== Extrait du document ==
▶

LE : 23 NOVEMBRE 2023

COUR D’APPEL DE BOURGES

CHAMBRE COMMERCIALE

ARRÊT DU 23 NOVEMBRE 2023

N° – Pages

N° RG 23/00727 – N° Portalis DBVD-V-B7H-DSIT

Décision déférée à la Cour :

Ordonnance de référé du Tribunal de Commerce de BOURGES en date du 04 juillet 2023

PARTIES EN CAUSE :

I – Mme [Z] [C]

née le [Date naissance 2] 1968 à

[Adresse 4]

[Localité 1]

Représentée et plaidant par la SCP DROUOT AVOCATS, avocat au barreau de PARIS

timbre fiscal acquitté

APPELANTE suivant déclaration du 19/07/2023

II – S.A.R.L. INVESTABM , agissant poursuites et diligences de son représentant légal domicilié en cette qualité au siège social :

[Adresse 3]

N° SIRET : 530 49 8 4 68

Représentée par la SELARL CREALEX, avocat postulant, du barreau de BOURGES

Plaidant par Me Jean-Pierre THUILLANT, avocat au barreau de PARIS

timbre fiscal acquitté

INTIMÉE

23 NOVEMBRE 2023

N° /2

COMPOSITION DE LA COUR :

En application des dispositions des articles 786 et 907 du code de procédure civile, l’affaire a été débattue le 04 octobre 2023 en audience publique, les avocats ne s’y étant pas opposés, devant M. TESSIER-FLOHIC, Président de chambre chargé du rapport.

Le magistrat rapporteur a rendu compte des plaidoiries dans le délibéré de la Cour, composée de :

M. TESSIER-FLOHIC Président de Chambre

M. PERINETTI Conseiller

Mme CIABRINI Conseiller

***************

GREFFIER LORS DES DÉBATS : Mme DELPLACE

***************

ARRÊT : CONTRADICTOIRE

prononcé publiquement par mise à disposition de l’arrêt au greffe de la Cour, les parties en ayant été préalablement avisées dans les conditions prévues au deuxième alinéa de l’article 450 du code de procédure civile.

**************

Exposé :

La société INVESTABM , dont le capital social est détenu à hauteur de 37,57 % par son gérant [E] [S], à hauteur de 37,86 % par l’ex-épouse de celui-ci [Z] [C], et les 24,57 % restants par 12 associés en proportion variable, exerce une activité de holding et détient, à ce titre, 100 % du capital des trois filiales suivantes : SARL AB [S], SCEV [Adresse 3] et SCEV LE CLAUX DELORME, également dirigées par [E] [S].

◀

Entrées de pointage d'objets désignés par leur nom

▶

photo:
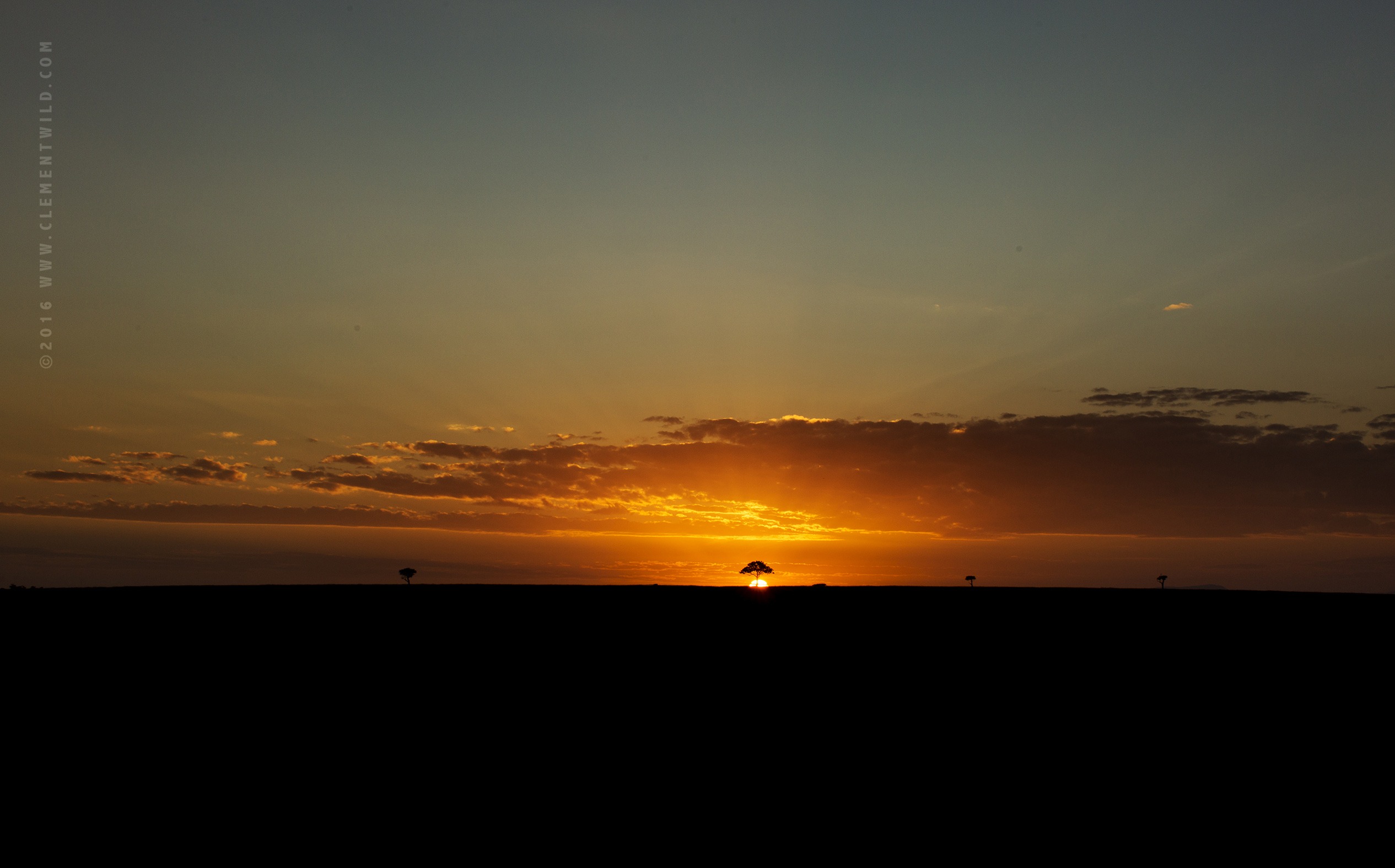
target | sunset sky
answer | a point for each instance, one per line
(1070, 294)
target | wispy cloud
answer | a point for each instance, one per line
(1188, 395)
(1151, 472)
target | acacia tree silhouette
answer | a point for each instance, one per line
(757, 568)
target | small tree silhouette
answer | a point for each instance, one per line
(757, 568)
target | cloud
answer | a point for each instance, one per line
(1183, 397)
(1154, 473)
(201, 471)
(355, 515)
(67, 476)
(1385, 426)
(366, 461)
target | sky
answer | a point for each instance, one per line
(1066, 294)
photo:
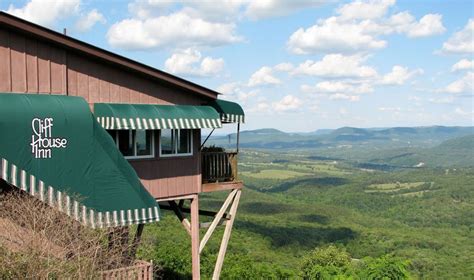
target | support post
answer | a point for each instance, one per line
(196, 263)
(216, 220)
(136, 242)
(226, 237)
(238, 136)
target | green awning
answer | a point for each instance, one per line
(52, 148)
(145, 116)
(230, 112)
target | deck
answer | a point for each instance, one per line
(220, 171)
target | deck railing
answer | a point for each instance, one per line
(141, 270)
(218, 167)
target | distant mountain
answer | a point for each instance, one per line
(396, 137)
(454, 152)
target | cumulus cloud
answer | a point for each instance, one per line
(175, 30)
(190, 62)
(428, 25)
(365, 9)
(461, 42)
(332, 36)
(358, 28)
(463, 85)
(399, 75)
(86, 22)
(275, 8)
(45, 13)
(263, 76)
(336, 66)
(463, 64)
(287, 103)
(338, 87)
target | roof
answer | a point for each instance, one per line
(41, 134)
(34, 30)
(147, 116)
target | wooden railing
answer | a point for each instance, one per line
(218, 167)
(141, 270)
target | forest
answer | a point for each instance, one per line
(303, 215)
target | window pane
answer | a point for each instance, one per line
(184, 141)
(166, 141)
(144, 142)
(125, 138)
(113, 134)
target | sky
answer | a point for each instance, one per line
(299, 65)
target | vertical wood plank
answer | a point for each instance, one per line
(44, 69)
(5, 72)
(195, 240)
(57, 63)
(32, 65)
(18, 63)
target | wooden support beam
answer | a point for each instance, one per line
(226, 237)
(136, 242)
(180, 215)
(196, 265)
(216, 220)
(187, 210)
(222, 186)
(222, 222)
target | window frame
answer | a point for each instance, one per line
(175, 145)
(135, 156)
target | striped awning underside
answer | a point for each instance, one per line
(28, 183)
(231, 118)
(157, 123)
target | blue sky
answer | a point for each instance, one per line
(294, 65)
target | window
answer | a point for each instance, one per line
(176, 142)
(135, 143)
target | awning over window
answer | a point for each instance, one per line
(52, 148)
(230, 112)
(144, 116)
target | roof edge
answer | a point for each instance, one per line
(91, 50)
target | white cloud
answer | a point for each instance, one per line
(428, 25)
(338, 87)
(288, 103)
(148, 8)
(461, 42)
(86, 22)
(399, 75)
(228, 88)
(444, 100)
(358, 26)
(365, 9)
(284, 67)
(333, 36)
(463, 64)
(274, 8)
(45, 13)
(462, 85)
(175, 30)
(263, 76)
(341, 96)
(461, 112)
(336, 66)
(191, 63)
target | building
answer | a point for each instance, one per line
(154, 119)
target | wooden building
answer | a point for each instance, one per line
(154, 118)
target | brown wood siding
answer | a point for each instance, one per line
(171, 176)
(29, 65)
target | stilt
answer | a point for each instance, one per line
(226, 237)
(195, 238)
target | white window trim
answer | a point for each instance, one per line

◀

== Défis ==
**A)** Réécrivez les entrées de la ligne contenant « target | wispy cloud » à la ligne contenant « (1066, 294) » en remplaçant « silhouette » par « outline », sans rien modifier d'autre, et ne fournissez que ces lignes.
**B)** Prolongez l'extrait de l'arrêt de la cour d'appel de Bourges concernant la société INVESTABM à partir de l'endroit où il s'arrête.
Le texte et les entrées n'ont aucun lien entre eux.

== Résultats obtenus ==
**A)**
target | wispy cloud
answer | a point for each instance, one per line
(1188, 395)
(1151, 472)
target | acacia tree outline
answer | a point for each instance, one per line
(757, 568)
target | small tree outline
answer | a point for each instance, one per line
(757, 568)
target | cloud
answer | a point for each instance, one per line
(1183, 397)
(1154, 473)
(201, 471)
(355, 515)
(67, 476)
(1385, 426)
(366, 461)
target | sky
answer | a point for each instance, one per line
(1066, 294)

**B)**
Pour permettre aux filiales d’obtenir une modification du plan de sauvegarde dont elles bénéficiaient depuis 2014, la société INVESTABM a accepté, sur demande des banques, d’abandonner les comptes courants de ces dernières par le biais desquels elle les a soutenues, de sorte que ses capitaux propres sont devenus inférieurs à la moitié du capital social.

À l’occasion d’une consultation du 10 mai 2021, il a été décidé la poursuite de son activité.

Une assemblée générale extraordinaire de la société INVESTABM a été, dans ces conditions, convoquée pour le 21 février 2023 en vue de la reconstitution des capitaux propres avec réduction du capital, suivie d’une augmentation du capital réservée aux associés.

Considérant que ces propositions portaient une atteinte disproportionnée aux droits des associés, en diluant excessivement la participation de ceux ne souhaitant pas souscrire à l’augmentation de capital , [Z] [C] a, par courrier de son conseil en date du 17 février 2023, indiqué s’opposer à cette opération, faisant également part de son intention de céder sa participation.

C’est dans ces conditions que Monsieur [S], agissant en qualité de gérant de la SARL INVESTABM, a assigné par acte du 20 mars 2023 Madame [C] devant le juge des référés du tribunal de commerce de Bourges aux fins de juger qu’elle a commis un abus de minorité et, par conséquence, de désigner un mandataire ad hoc chargé de voter, en ses lieu et place, aux assemblées générales de la société.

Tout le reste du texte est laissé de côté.